Texto citado
—————

À frente da polícia, Fouché estava numa posição privilegiada no duelo entre o Directório e Bonaparte, então no Egipto. Instalando uma sofisticada organização policial e de delação, corrompendo tudo e todos (entre eles Josefina), Fouché sabe mais que todos os comparsas deste drama. Sabe por exemplo que Bonaparte está a caminho de França, enquanto o Directório está tranquilo pois julga-o lá longe a contemplar as pirâmides.

Como ministro da polícia do Directório, Fouché deixou de ser o homem de Barras, para passar a ser o homem de ... Fouché. Barras já não interessava, pois Barras negociava com Luís XVIII a restauração da monarquia. Ora para Fouché, um regicida, este seria o cenário a evitar. A carta de Bonaparte, general que ambicionava o poder, era de longe mais interessante.

Assim, depois da chegada de Bonaparte a Paris, sabe que se prepara um golpe de estado, mas não diz nada. Três meses depois de ter sido nomeado sob proposta de Barras, Fouché trai Barras, pois verifica que os trunfos estão agora do lado de Bonaparte. Faz malograr as negociações de Barras com Luís XVIII, prendendo os agentes monárquicos que tinham os fios da meada e facilita a conspiração bonapartista, embora sem tomar parte nela. Dias antes do 18 de Brumário (9-11-1799) dá uma recepção em sua casa. Quando os convivas se encontram apercebem-se que apenas estão presentes todos os principais conspiradores e ... o presidente do Directório, Gohier (!?) contra o qual era dirigida a conspiração.

No 18 de Brumário, Fouché controlou sempre a situação. A situação do próprio Fouché, porquanto o nervosismo e as hesitações da “camarilha” de Bonaparte e a incompetência e a tibieza do Directório e dos corpos legislativas mantiveram durante horas as dúvidas sobre para que lado se inclinaria o poder.

Foi Fouché que se encarregou, logo que se desenhou quem seria o vencedor, de elaborar proclamações para a imprensa que davam uma visão completamente distorcida do que havia acontecido, redigidos de forma a evitar que se pusesse em dúvida a legalidade do que afinal não passava de um golpe de estado cesarista.

A primeira acção de Bonaparte, como 1º Cônsul foi a invasão da Itália, para eliminar o dispositivo militar austríaco. A batalha de Marengo selou o triunfo dos exércitos da República. É conhecido o seu desenlace – considerada perdida, tornou-se, horas depois, num triunfo total. Não foi apenas o Barão Scarpia da “Tosca” que recebe a informação da vitória de Melas, no 1º acto, e da sua completa derrota, no 2º acto. A Paris também chegaram essas 2 informações opostas: quando chegou a notícia da derrota de Bonaparte, Carnot e outros dirigentes trataram logo da “herança” do 1º Cônsul. Fouché não se comprometeu, mas também não se opôs. No dia seguinte soube-se da vitória. Carnot foi despedido e Fouché manteve-se, mas sem a confiança de Bonaparte

No natal de 1800, um ano depois do 18 de Brumário, há um atentado contra Bonaparte, de que este escapa ileso, mas que vitima dezenas de pessoas. Bonaparte julga que foram os jacobinos e acusa, encolerizado, Fouché, antigo jacobino, enquanto este mantém que foram os monárquicos. Ao fim de 2 semanas, durante as quais a sua posição esteve periclitante, Fouché tem a sua vitória “à Marengo” – afinal confirmou-se que os autores eram os monárquicos, chefiados por Cadoudal e subvencionados pelos ingleses.

—————

Registos de identificação de posição:
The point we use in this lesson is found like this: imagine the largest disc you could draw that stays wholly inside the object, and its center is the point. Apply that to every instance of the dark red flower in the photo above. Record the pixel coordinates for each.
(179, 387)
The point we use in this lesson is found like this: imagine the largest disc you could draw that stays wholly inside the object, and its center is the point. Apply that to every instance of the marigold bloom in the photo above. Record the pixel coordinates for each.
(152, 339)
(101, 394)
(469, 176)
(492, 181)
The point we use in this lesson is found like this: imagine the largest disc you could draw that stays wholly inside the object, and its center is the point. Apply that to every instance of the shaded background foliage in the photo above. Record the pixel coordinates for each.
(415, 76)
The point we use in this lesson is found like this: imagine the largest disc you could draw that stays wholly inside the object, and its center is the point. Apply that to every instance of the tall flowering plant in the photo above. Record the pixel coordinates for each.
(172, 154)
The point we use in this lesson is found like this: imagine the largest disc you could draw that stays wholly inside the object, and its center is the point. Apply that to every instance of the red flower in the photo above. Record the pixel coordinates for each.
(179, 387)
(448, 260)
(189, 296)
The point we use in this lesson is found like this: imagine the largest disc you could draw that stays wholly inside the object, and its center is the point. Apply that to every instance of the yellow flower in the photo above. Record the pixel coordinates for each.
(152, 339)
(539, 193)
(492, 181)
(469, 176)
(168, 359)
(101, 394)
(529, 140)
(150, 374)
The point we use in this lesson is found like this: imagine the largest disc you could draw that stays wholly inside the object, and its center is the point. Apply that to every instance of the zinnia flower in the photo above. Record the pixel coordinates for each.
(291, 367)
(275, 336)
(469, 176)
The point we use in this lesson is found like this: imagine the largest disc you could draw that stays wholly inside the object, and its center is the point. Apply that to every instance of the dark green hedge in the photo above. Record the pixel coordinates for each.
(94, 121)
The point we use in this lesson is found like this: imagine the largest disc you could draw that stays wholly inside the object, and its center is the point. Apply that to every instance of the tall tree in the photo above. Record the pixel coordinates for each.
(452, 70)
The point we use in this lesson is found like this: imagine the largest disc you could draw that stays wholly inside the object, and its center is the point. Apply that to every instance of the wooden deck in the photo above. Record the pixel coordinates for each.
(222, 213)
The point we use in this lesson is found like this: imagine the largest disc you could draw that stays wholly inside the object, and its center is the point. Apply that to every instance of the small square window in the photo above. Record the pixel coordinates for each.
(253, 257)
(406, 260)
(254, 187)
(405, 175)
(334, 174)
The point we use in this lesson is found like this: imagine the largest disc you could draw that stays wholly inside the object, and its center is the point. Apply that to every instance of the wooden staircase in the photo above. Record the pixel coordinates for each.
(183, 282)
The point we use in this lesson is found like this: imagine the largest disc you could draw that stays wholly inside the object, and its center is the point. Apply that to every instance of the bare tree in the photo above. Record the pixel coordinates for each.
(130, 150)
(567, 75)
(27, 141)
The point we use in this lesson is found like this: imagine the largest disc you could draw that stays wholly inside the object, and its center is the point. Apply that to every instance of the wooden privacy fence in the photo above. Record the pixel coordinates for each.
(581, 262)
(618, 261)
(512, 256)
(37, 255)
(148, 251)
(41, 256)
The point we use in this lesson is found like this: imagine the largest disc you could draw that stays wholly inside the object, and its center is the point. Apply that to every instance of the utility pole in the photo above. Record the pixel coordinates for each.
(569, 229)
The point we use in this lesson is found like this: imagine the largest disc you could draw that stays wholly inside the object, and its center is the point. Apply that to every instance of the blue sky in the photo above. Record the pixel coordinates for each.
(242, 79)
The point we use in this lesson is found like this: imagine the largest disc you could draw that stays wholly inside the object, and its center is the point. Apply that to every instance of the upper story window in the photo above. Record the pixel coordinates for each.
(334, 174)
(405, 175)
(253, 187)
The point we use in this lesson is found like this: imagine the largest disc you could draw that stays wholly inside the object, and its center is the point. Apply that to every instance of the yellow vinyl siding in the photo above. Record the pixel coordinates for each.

—————

Atualize o texto sobre Fouché, reescrevendo o trecho que vai de "Assim, depois da" até "dirigida a conspiração.", inclusive, com "conspiração" substituído por "conjura".

Assim, depois da chegada de Bonaparte a Paris, sabe que se prepara um golpe de estado, mas não diz nada. Três meses depois de ter sido nomeado sob proposta de Barras, Fouché trai Barras, pois verifica que os trunfos estão agora do lado de Bonaparte. Faz malograr as negociações de Barras com Luís XVIII, prendendo os agentes monárquicos que tinham os fios da meada e facilita a conjura bonapartista, embora sem tomar parte nela. Dias antes do 18 de Brumário (9-11-1799) dá uma recepção em sua casa. Quando os convivas se encontram apercebem-se que apenas estão presentes todos os principais conspiradores e ... o presidente do Directório, Gohier (!?) contra o qual era dirigida a conjura.